Data excerpts »
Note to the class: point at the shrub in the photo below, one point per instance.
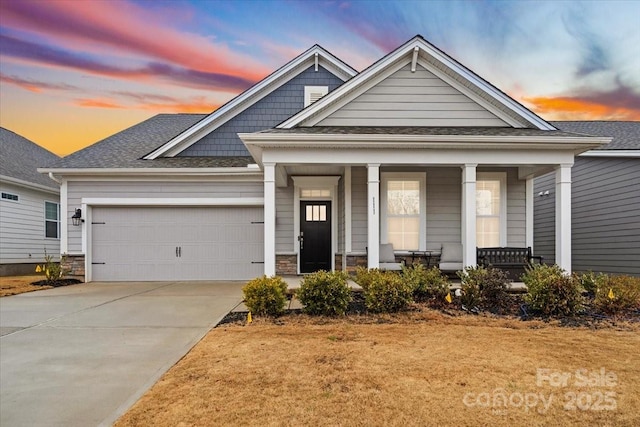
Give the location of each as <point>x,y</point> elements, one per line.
<point>265,295</point>
<point>591,281</point>
<point>470,279</point>
<point>385,291</point>
<point>426,284</point>
<point>551,292</point>
<point>617,294</point>
<point>325,293</point>
<point>484,288</point>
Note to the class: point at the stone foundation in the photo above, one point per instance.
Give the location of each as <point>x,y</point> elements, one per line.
<point>74,264</point>
<point>286,265</point>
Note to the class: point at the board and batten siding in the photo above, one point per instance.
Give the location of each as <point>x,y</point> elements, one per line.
<point>77,190</point>
<point>412,99</point>
<point>22,226</point>
<point>604,213</point>
<point>444,206</point>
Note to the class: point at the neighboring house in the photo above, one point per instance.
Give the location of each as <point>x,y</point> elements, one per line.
<point>29,207</point>
<point>415,150</point>
<point>605,202</point>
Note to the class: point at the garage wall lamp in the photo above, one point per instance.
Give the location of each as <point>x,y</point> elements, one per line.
<point>76,219</point>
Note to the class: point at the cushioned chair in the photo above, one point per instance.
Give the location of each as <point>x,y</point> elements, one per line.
<point>388,258</point>
<point>451,257</point>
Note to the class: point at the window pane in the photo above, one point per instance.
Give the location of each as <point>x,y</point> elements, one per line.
<point>51,211</point>
<point>488,232</point>
<point>488,198</point>
<point>404,233</point>
<point>403,198</point>
<point>51,229</point>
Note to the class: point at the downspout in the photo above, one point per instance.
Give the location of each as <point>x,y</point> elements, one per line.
<point>53,178</point>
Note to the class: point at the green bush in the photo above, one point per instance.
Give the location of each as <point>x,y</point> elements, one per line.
<point>470,280</point>
<point>617,294</point>
<point>265,295</point>
<point>484,288</point>
<point>325,293</point>
<point>384,291</point>
<point>552,292</point>
<point>591,281</point>
<point>426,284</point>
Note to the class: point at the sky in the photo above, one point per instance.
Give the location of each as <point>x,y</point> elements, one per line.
<point>73,72</point>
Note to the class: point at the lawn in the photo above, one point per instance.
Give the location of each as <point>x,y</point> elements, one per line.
<point>417,368</point>
<point>14,285</point>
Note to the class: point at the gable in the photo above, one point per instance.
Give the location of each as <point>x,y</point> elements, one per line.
<point>417,98</point>
<point>271,110</point>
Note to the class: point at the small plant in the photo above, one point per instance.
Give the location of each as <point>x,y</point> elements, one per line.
<point>427,284</point>
<point>552,292</point>
<point>591,281</point>
<point>325,293</point>
<point>386,292</point>
<point>52,270</point>
<point>617,294</point>
<point>470,280</point>
<point>265,295</point>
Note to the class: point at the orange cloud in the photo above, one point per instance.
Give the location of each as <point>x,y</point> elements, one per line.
<point>570,108</point>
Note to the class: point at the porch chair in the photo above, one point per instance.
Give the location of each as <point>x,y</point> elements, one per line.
<point>388,258</point>
<point>451,257</point>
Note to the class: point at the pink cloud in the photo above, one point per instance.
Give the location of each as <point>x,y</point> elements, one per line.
<point>126,26</point>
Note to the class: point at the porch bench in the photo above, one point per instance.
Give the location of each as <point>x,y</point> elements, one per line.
<point>512,260</point>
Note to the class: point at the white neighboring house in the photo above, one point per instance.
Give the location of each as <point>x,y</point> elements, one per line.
<point>29,207</point>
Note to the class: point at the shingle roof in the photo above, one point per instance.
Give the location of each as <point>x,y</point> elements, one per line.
<point>126,149</point>
<point>418,130</point>
<point>626,135</point>
<point>20,157</point>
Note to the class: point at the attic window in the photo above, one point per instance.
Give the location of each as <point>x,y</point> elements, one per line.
<point>313,93</point>
<point>9,196</point>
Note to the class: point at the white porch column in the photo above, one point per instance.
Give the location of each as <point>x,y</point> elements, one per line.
<point>373,215</point>
<point>269,219</point>
<point>469,215</point>
<point>529,212</point>
<point>563,217</point>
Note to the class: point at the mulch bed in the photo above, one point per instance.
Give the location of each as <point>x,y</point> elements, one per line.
<point>56,283</point>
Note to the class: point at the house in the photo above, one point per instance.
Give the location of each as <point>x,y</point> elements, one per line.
<point>313,168</point>
<point>605,202</point>
<point>29,207</point>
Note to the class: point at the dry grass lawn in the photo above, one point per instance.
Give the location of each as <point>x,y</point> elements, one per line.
<point>413,369</point>
<point>14,285</point>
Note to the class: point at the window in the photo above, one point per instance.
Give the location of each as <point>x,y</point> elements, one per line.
<point>9,196</point>
<point>313,93</point>
<point>491,210</point>
<point>51,220</point>
<point>404,209</point>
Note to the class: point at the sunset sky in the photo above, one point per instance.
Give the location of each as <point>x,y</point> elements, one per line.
<point>73,72</point>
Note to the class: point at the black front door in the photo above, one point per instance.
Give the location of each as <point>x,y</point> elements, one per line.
<point>315,236</point>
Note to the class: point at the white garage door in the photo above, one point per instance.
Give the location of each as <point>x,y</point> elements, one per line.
<point>163,243</point>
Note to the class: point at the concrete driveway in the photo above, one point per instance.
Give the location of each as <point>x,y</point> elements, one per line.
<point>82,355</point>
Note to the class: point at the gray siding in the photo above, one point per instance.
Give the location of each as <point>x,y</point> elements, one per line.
<point>604,214</point>
<point>444,206</point>
<point>284,219</point>
<point>412,99</point>
<point>22,226</point>
<point>271,110</point>
<point>152,189</point>
<point>358,209</point>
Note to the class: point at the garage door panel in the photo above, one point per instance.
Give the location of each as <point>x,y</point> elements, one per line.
<point>139,243</point>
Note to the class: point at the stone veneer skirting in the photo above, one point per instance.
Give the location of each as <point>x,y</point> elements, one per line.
<point>74,264</point>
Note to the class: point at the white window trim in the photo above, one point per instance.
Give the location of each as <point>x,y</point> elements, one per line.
<point>315,183</point>
<point>58,220</point>
<point>308,90</point>
<point>502,177</point>
<point>408,176</point>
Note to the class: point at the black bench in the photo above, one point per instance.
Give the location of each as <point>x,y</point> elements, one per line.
<point>511,260</point>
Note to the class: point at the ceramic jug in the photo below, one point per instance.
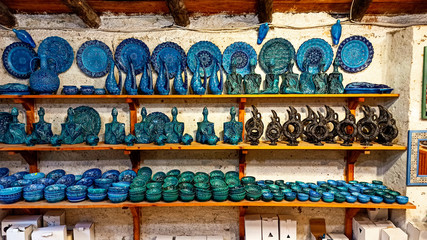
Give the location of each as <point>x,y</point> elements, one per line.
<point>44,80</point>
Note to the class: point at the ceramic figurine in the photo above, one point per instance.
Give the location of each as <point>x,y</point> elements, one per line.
<point>233,129</point>
<point>254,127</point>
<point>367,127</point>
<point>319,131</point>
<point>205,130</point>
<point>320,79</point>
<point>71,132</point>
<point>233,84</point>
<point>274,129</point>
<point>335,80</point>
<point>110,82</point>
<point>44,80</point>
<point>347,128</point>
<point>252,81</point>
<point>332,120</point>
<point>336,30</point>
<point>42,130</point>
<point>290,82</point>
<point>271,80</point>
<point>180,86</point>
<point>15,133</point>
<point>187,139</point>
<point>130,81</point>
<point>387,127</point>
<point>114,131</point>
<point>198,87</point>
<point>306,80</point>
<point>293,128</point>
<point>174,129</point>
<point>216,86</point>
<point>141,129</point>
<point>146,82</point>
<point>262,32</point>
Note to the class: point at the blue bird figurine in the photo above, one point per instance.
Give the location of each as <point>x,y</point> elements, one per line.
<point>336,30</point>
<point>25,37</point>
<point>262,32</point>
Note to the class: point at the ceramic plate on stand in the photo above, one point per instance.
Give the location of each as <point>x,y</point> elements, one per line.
<point>315,50</point>
<point>279,49</point>
<point>206,52</point>
<point>355,54</point>
<point>240,52</point>
<point>16,59</point>
<point>93,58</point>
<point>137,50</point>
<point>172,54</point>
<point>58,49</point>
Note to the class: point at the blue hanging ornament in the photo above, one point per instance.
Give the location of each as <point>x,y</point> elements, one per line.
<point>336,30</point>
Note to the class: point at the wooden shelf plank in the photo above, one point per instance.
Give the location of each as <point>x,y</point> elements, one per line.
<point>198,146</point>
<point>107,204</point>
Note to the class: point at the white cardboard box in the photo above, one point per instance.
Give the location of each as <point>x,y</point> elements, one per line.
<point>270,227</point>
<point>35,220</point>
<point>19,232</point>
<point>393,234</point>
<point>253,227</point>
<point>84,231</point>
<point>288,228</point>
<point>417,231</point>
<point>50,233</point>
<point>54,218</point>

The task » Please state how many lines in the data contain the word "cloud", giving only that number.

Result of this exercise » 2